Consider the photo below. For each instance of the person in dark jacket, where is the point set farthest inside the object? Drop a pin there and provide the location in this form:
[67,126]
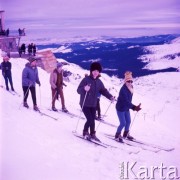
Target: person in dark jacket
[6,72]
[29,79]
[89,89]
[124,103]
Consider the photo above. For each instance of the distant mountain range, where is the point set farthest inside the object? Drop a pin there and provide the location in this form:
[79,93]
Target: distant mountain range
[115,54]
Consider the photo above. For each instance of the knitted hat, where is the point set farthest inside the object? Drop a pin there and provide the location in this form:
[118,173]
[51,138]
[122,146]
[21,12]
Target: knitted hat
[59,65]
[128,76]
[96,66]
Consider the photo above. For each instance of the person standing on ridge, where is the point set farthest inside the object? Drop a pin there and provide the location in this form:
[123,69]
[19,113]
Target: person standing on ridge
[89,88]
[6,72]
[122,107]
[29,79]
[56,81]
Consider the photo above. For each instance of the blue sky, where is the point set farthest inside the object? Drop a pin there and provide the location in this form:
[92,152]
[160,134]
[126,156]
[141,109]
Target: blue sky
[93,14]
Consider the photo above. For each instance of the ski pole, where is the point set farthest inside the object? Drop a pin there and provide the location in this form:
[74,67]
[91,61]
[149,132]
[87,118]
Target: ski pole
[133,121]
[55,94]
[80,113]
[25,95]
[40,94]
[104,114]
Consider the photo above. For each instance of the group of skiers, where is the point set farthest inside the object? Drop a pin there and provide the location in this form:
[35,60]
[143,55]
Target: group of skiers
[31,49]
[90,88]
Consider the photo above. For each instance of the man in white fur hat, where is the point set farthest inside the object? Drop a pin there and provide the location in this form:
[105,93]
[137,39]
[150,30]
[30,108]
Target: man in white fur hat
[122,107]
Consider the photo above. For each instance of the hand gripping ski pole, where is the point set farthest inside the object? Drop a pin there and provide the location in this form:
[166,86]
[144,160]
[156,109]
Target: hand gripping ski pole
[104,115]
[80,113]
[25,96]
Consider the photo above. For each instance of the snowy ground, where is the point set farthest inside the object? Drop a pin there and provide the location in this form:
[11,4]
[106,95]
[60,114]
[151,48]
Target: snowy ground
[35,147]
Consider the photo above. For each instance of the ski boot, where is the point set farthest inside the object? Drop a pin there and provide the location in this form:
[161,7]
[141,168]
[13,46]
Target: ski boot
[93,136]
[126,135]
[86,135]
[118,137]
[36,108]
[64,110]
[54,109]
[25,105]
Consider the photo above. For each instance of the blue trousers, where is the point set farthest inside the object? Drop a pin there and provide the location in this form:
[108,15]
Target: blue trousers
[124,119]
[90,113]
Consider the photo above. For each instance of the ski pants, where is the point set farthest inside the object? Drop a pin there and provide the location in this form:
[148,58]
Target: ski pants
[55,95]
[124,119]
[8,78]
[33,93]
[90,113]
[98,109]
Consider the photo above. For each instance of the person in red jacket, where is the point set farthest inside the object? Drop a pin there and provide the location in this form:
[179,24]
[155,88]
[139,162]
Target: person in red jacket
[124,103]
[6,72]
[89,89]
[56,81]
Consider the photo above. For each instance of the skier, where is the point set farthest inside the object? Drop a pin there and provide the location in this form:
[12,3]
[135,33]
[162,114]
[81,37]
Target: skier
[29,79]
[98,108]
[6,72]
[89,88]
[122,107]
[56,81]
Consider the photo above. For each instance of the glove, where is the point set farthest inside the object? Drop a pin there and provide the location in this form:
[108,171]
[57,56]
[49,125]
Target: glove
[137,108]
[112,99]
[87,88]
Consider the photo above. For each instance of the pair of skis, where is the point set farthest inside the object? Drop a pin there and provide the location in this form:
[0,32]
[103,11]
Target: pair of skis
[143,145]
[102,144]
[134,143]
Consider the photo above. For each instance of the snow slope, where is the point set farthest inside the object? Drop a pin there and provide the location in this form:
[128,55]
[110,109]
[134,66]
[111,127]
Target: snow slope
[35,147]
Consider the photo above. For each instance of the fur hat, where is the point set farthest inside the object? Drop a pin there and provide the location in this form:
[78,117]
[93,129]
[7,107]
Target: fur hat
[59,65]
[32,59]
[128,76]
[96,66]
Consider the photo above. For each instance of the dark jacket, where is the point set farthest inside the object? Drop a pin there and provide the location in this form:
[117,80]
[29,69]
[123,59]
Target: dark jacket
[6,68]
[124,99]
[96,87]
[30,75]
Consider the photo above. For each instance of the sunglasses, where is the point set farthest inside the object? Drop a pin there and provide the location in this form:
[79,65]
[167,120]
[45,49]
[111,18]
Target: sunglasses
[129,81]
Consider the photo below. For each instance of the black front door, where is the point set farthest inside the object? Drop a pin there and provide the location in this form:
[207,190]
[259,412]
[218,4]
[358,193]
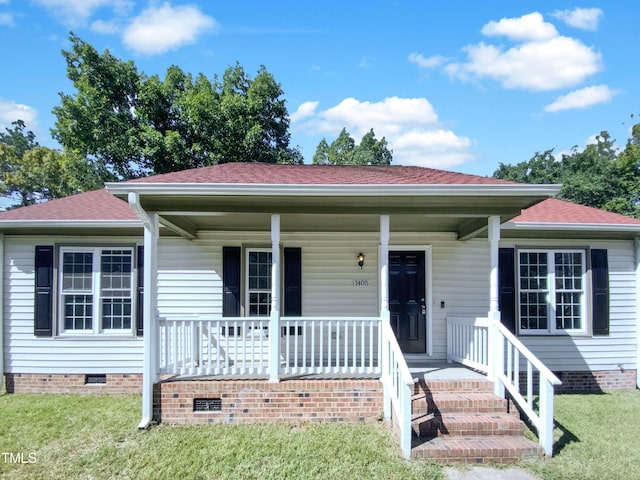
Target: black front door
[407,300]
-=-=-=-=-
## The problem:
Please output all of the entries above exactly, but without any picture.

## Exercise response:
Consider the photo below. For each instance of the person in dark jacket, where is the point set farthest inside the object? Drop a pin there and provide the location in this form:
[67,126]
Target: person in dark jacket
[6,72]
[29,79]
[89,89]
[124,103]
Consider the photo above. For each instance of the distant mountain range, where is the point set farthest inside the object? Drop a pin there and provide the location in this form:
[79,93]
Target: distant mountain range
[115,54]
Consider the photo above. For each instance of the knitted hat, where is the point set farthest inside the object? Drop a pin there and provide the location in this form:
[118,173]
[51,138]
[122,146]
[21,12]
Target: knitted hat
[59,65]
[128,76]
[96,66]
Consider the photo above. For each instance of the person standing on ridge, where is the point set farthest inside the object? Drop a pin there and provide the location in this form:
[123,69]
[19,113]
Target: person standing on ridge
[89,88]
[6,72]
[122,107]
[29,79]
[56,81]
Consider the photo above. For each instance of the blue sky, where is the point set farthest inside the object? Drop a pin there and provide the location in this form:
[92,152]
[160,134]
[126,156]
[141,109]
Target: blue sky
[93,14]
Consider the photo above. For each instance of the ski pole, where is the point set farthest inside the object? Drop a pin there and provide the location in this form:
[74,67]
[91,61]
[149,132]
[87,118]
Target: ski pole
[133,121]
[55,94]
[80,113]
[25,95]
[40,94]
[104,114]
Consider the photo above. For each instance of the group of skiers, where is the point set farthest inside the object? Drop a pin there and provide the location in this form:
[35,60]
[143,55]
Target: group of skiers
[31,49]
[90,88]
Consider the photo above. For each instance of the man in white fur hat, where is the point set farthest inside the object? Drop a pin there and provide the location in this form:
[105,93]
[137,39]
[150,30]
[30,108]
Target: man in white fur hat
[122,107]
Consider the photo above. For each instance of the hand gripping ski pole, where is the point set farthest inside the object? Drop a pin there and provide the location in this form:
[166,86]
[144,160]
[156,109]
Target: hand gripping ski pole
[104,115]
[80,113]
[25,96]
Consider the photo above. For each instance of the snowy ground, where is the point set farthest inside the object? Drop a pin there and provide the location in this form:
[11,4]
[106,95]
[60,114]
[151,48]
Target: snowy ground
[35,147]
Consider the photo above. For each instance of the ski boot, where is the point set farthest inside the object? Drop a pin there and provide the location in this form:
[161,7]
[141,168]
[13,46]
Target: ski boot
[93,136]
[126,135]
[86,135]
[118,137]
[36,108]
[64,110]
[54,109]
[25,105]
Consider the photo above. For each instance of the blue trousers, where is the point set farthest inside the object? Drop a pin there and provide the location in this form:
[108,15]
Target: blue trousers
[124,119]
[90,113]
Consider the photo above. For each instance of the ski pants, where is the point set farthest inside the object? Drop a pin there and provide the location in this form:
[148,58]
Target: ski pants
[55,95]
[124,119]
[8,78]
[33,93]
[90,113]
[98,109]
Consider the photo above. For each instance of the person in red jacket, where is the point set farthest inside the object? Drop a pin there and provide the location in this form:
[179,24]
[155,88]
[139,162]
Target: person in red jacket
[124,103]
[6,72]
[89,89]
[56,81]
Consider the photo above. For each instance of the skier, where is the point set farthest inside the object? Drop a pin there and provide the location in this form:
[12,3]
[135,33]
[162,114]
[81,37]
Target: skier
[29,79]
[98,108]
[6,72]
[89,88]
[122,107]
[56,81]
Consider the photo above. For each instance of the glove, where is the point set farthest inside the object? Drop a pin there and provide the location in this form:
[108,171]
[57,56]
[49,125]
Target: glove
[137,108]
[112,99]
[87,88]
Consider the photo above. For each instance of the pair of skis, where is the point set farthest inside the object? Drop a pin there and provide the location in this form:
[0,32]
[103,11]
Target: pair of skis
[143,145]
[102,144]
[134,143]
Consider the photo above. For each instance of the snow slope, where is the point set farthest inside the object? Drop a pin there and provide the location in this form:
[128,55]
[110,109]
[134,66]
[111,127]
Target: snow slope
[35,147]
Consider the photo above. For each instance of the fur hat, where is the point set farthest inside the object? Drop a pin there and provide the location in this form:
[78,117]
[93,129]
[7,107]
Target: fur hat
[59,65]
[32,59]
[128,76]
[96,66]
Consider the photo above. For each instance of the dark jacket, where is the point set farthest inside the object? Drop a pin there and provide the location in this form:
[117,80]
[29,69]
[123,59]
Target: dark jacket
[6,68]
[124,99]
[96,87]
[30,75]
Consider the photo above. For each instance of the sunglasses, where is the point set farthest inside the object? Drop a pin there and provide the location in this form:
[79,65]
[167,120]
[45,49]
[111,18]
Target: sunglasses
[129,81]
Consider the photo below. For each instance of the black front door, where is the point set farthest inside the object? Drop a pin there and provide the location in this form:
[207,190]
[259,412]
[218,4]
[358,193]
Target: black front door
[407,300]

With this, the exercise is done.